[Records from a collection]

+-------+

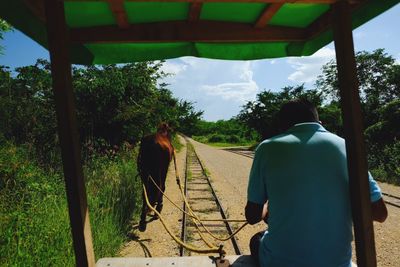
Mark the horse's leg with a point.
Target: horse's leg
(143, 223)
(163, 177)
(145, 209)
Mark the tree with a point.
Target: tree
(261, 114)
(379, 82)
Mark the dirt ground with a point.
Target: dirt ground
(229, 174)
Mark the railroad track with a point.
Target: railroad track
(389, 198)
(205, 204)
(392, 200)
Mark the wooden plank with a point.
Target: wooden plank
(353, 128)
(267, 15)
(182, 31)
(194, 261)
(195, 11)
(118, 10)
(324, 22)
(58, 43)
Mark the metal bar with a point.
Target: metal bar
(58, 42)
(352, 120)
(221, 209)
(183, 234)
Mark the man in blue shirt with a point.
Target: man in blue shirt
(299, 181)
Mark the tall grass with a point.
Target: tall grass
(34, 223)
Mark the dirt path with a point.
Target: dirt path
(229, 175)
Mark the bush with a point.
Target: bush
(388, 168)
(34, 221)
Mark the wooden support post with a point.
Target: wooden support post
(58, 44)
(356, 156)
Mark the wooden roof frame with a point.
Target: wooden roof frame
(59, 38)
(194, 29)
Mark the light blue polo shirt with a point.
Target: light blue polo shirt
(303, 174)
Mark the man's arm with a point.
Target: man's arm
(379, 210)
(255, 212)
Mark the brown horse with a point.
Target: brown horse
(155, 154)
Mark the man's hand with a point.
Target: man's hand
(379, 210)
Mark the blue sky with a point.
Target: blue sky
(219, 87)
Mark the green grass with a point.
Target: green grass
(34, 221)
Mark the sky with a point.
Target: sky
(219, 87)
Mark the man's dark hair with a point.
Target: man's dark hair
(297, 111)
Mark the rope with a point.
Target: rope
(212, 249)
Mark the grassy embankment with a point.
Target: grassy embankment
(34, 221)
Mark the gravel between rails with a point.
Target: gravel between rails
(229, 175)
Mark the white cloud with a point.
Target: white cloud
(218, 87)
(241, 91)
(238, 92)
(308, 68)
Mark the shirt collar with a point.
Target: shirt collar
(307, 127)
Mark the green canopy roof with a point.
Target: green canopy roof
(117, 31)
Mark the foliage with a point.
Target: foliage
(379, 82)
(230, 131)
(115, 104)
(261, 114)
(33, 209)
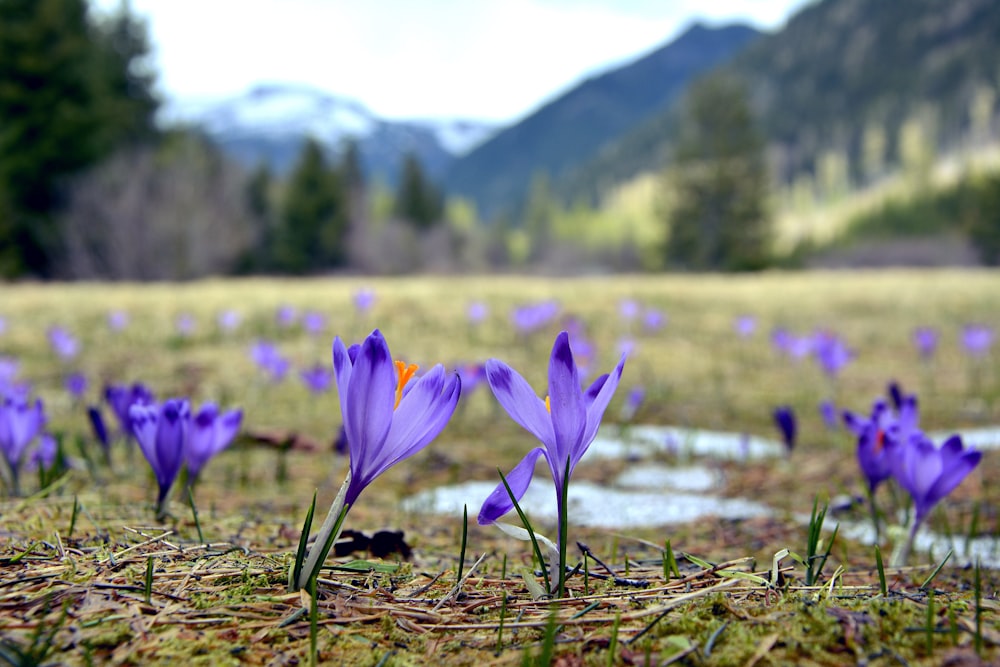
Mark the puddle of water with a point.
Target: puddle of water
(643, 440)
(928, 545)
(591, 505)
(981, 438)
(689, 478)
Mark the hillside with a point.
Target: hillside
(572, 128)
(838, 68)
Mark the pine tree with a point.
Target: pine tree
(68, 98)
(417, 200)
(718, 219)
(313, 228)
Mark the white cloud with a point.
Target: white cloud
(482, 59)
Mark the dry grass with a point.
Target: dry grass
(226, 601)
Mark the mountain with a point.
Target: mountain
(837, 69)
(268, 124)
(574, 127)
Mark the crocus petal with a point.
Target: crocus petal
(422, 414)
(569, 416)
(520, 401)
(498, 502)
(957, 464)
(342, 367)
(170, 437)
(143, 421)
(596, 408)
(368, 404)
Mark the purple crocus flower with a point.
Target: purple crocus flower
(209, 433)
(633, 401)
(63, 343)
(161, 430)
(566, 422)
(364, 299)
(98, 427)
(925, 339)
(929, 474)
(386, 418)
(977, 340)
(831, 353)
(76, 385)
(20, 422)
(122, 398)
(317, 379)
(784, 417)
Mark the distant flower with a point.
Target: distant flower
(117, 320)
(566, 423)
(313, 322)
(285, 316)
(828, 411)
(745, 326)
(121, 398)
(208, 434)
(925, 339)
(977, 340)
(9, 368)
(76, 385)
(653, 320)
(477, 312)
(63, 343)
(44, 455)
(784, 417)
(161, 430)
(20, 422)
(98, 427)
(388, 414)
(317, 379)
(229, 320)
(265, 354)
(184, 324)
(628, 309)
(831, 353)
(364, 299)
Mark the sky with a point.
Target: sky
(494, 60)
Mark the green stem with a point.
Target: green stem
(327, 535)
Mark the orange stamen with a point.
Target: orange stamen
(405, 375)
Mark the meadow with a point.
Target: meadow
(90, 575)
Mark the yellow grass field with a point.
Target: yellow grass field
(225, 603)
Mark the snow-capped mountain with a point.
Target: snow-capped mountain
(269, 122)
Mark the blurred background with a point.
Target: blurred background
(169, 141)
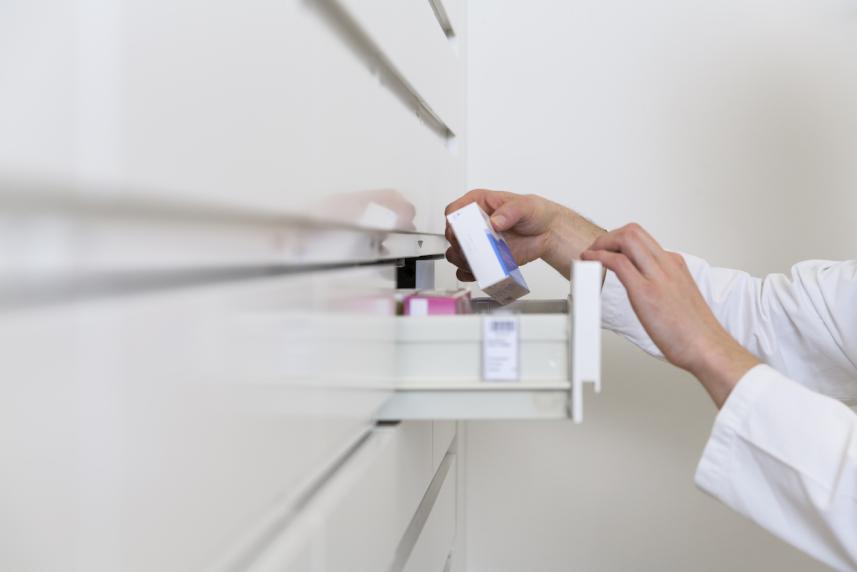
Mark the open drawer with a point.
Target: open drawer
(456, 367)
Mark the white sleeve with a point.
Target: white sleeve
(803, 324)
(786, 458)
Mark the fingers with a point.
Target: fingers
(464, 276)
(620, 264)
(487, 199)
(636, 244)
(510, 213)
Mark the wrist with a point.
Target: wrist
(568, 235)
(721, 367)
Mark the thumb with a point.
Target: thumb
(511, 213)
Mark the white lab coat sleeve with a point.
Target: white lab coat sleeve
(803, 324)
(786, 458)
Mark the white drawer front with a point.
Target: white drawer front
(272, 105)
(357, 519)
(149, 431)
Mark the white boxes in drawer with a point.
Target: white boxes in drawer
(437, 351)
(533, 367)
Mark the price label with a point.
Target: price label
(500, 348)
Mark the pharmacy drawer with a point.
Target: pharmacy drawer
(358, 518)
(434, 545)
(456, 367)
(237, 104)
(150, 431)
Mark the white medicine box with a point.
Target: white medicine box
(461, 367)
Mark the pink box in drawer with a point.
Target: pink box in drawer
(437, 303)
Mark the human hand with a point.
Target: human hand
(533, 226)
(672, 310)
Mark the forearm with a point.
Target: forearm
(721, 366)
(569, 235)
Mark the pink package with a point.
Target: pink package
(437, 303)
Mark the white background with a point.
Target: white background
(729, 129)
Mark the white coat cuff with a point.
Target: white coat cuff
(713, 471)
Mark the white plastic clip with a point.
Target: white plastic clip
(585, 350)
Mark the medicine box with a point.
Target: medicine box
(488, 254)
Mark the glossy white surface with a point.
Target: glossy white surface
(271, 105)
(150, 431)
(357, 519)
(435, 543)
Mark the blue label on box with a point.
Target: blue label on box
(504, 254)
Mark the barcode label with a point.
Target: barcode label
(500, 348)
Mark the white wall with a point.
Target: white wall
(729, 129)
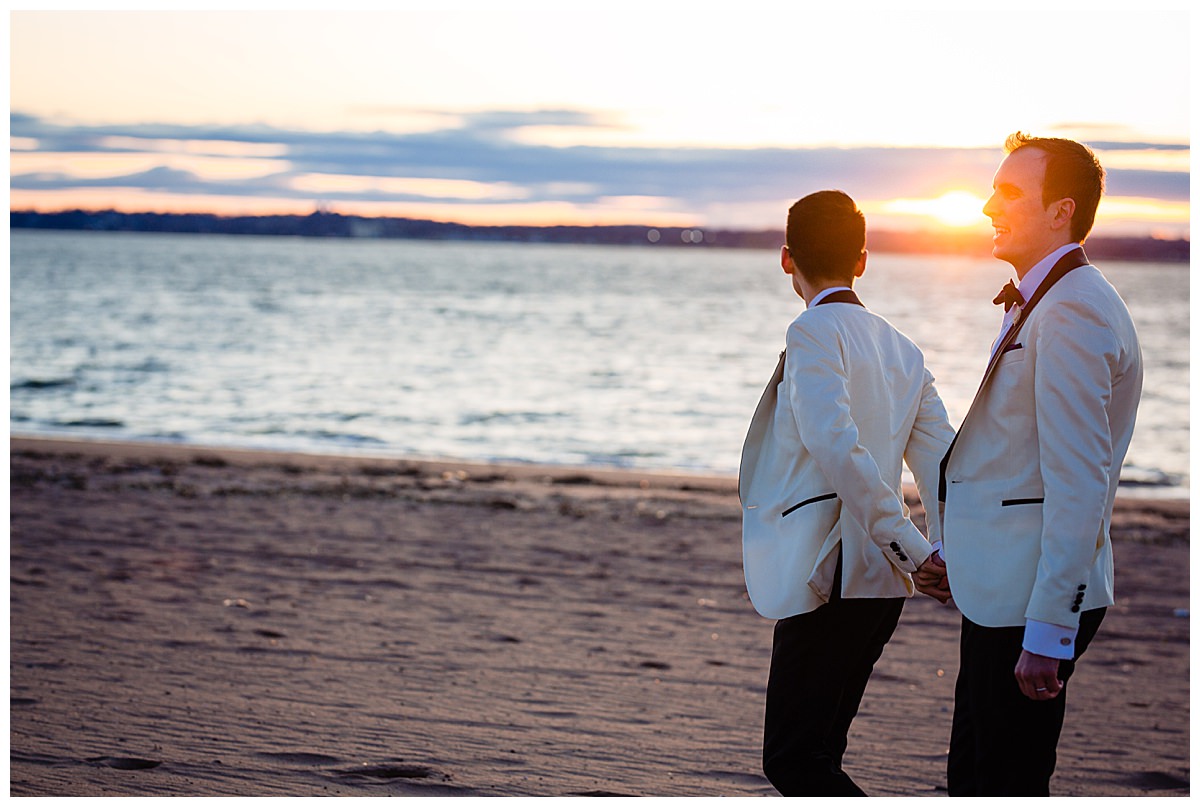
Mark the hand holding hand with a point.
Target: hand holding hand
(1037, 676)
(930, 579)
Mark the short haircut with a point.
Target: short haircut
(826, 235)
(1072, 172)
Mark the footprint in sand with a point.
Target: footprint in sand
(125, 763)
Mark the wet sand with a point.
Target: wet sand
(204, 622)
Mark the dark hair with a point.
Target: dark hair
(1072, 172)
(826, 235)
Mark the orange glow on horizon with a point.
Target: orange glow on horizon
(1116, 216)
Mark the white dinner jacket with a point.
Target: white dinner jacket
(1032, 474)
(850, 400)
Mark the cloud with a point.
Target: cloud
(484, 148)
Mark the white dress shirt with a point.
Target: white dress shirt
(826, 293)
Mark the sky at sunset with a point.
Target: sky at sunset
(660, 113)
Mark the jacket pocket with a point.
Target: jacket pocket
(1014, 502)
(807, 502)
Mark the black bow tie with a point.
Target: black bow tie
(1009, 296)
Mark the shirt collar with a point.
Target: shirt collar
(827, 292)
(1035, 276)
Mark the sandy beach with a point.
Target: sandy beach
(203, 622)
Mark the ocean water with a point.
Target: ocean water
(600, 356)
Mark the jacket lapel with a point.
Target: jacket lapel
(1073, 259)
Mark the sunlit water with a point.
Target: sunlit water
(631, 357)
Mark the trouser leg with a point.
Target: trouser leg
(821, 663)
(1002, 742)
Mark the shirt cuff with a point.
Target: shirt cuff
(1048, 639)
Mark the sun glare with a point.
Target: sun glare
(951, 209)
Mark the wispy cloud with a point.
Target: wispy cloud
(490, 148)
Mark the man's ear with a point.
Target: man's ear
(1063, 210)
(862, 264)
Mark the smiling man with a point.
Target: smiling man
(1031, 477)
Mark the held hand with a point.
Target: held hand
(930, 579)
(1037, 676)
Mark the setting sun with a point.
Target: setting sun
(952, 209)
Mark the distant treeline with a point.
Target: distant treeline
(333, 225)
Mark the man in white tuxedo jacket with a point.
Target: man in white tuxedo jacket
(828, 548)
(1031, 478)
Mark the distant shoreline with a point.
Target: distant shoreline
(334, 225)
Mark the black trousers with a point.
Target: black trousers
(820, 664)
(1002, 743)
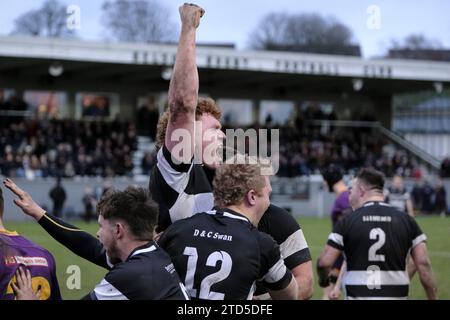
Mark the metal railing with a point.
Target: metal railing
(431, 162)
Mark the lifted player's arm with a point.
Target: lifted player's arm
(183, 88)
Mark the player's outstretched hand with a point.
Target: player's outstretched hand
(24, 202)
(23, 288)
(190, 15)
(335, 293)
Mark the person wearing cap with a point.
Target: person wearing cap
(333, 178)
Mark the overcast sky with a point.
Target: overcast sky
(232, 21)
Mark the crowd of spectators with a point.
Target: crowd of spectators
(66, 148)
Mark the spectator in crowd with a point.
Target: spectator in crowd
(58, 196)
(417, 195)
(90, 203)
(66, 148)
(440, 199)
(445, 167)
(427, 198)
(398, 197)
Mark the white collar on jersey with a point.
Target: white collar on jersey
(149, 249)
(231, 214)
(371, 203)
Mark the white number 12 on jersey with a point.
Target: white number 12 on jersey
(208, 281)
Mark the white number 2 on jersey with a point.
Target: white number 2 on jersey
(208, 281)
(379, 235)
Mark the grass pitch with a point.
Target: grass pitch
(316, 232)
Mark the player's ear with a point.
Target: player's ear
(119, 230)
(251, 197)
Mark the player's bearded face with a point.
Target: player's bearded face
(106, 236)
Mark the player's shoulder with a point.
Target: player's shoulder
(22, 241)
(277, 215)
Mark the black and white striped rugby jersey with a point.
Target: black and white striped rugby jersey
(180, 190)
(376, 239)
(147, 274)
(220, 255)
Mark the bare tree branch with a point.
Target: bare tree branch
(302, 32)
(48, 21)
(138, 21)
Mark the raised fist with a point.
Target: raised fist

+-------+

PROBLEM STATEMENT =
Please return a copy of each line in the entries that has the string "fist".

ANSWER TO THE PROBLEM =
Mark the raised fist with a point.
Target: raised fist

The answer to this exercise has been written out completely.